TEXTABSCHNITT
-*-

Für die akademische Begriffsmusik und ihre fest gefügten Formen war er nie zu haben. Als Künstler folgt William Kentridge einer assoziativen Logik, die ihre eigene Folgerichtigkeit und Präzision entwickelt.

Von Gregor Dotzauer

Für die akademische Begriffsmusik und ihre fest gefügten Formen war er nie zu haben. Als Künstler folgt William Kentridge einer assoziativen Logik, die ihre eigene Folgerichtigkeit und Präzision entwickelt. Von ihr leben seine Zeichnungen, Animationsfilme, Inszenierungen. Und seine poetologischen Selbstergründungen, die sich von seiner eigentlichen Arbeit kaum trennen lassen. „Image & History“, die Mosse Lecture, die der jüdische Südafrikaner am vergangenen Montag im Audimax der Humboldt-Universität hielt, war denn auch ein artistisches Ereignis eigenen Ranges – und durch die Materialität der Auseinandersetzung so nah am Semesterthema „Europa im Blick der ,Anderen’“ wie kein zweiter Vortrag der Reihe.

-*-

ZIEL DER AUFGABE
Führe den Text über William Kentridges Vortrag an der Humboldt-Universität nach seinem letzten Satz weiter.

BEREITGESTELLTES MATERIAL

-*-

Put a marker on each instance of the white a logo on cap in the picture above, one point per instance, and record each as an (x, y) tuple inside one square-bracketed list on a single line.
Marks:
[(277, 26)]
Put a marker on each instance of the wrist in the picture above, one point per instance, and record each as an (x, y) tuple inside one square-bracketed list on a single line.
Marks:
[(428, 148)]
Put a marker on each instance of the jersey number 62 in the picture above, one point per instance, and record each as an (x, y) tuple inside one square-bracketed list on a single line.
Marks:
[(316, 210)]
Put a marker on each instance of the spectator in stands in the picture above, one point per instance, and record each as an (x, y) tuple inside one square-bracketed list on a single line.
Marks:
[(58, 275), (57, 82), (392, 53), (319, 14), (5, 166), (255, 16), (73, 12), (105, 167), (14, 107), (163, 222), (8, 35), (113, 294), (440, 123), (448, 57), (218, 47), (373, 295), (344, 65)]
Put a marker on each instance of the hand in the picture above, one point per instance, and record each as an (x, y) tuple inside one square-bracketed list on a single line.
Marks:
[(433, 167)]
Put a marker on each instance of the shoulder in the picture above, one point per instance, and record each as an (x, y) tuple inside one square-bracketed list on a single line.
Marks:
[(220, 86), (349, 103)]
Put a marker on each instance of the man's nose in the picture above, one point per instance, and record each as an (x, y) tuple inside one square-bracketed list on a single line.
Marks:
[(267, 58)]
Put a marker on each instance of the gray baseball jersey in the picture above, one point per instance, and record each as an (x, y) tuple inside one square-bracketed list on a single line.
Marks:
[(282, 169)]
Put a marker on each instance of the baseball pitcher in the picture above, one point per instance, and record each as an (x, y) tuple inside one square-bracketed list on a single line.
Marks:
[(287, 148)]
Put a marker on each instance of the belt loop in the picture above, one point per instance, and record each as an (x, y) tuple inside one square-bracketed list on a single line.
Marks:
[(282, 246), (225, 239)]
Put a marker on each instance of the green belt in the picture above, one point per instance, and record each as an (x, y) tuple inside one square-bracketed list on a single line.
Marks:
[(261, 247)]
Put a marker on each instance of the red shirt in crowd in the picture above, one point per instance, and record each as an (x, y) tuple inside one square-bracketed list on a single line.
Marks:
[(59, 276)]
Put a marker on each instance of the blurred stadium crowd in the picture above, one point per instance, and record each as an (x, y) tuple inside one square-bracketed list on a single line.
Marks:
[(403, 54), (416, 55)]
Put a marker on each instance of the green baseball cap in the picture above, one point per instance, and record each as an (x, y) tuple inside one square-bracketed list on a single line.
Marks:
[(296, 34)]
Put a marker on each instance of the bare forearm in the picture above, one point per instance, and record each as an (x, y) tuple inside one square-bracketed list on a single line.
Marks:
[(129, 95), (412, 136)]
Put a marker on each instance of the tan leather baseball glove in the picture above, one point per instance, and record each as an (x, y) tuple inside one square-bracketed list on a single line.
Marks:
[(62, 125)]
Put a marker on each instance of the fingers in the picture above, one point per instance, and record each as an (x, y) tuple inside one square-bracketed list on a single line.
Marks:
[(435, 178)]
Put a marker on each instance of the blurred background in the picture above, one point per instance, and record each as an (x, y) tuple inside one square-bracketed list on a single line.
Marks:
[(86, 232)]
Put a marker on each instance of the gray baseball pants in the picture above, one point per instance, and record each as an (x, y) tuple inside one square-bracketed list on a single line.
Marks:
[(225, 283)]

-*-

ERGEBNIS DER AUFGABE
Eine Kindheitserinnerung an Johannesburg. Ein erster Besuch im geteilten Deutschland 1981 mit Ausflug nach Ost-Berlin. Ein Gemälde von Caspar David Friedrich, das leeres Marschland an der Elbe bei Dresden zeigt. Die Lektüre von Hegel und seines französischen Advokaten Alexandre Kojève. Das waren nur einige der Elemente, die er miteinander reagieren ließ und mit Ausschnitten aus seinem gerade entstehenden Filmzyklus zu Schuberts „Winterreise“ ergänzte.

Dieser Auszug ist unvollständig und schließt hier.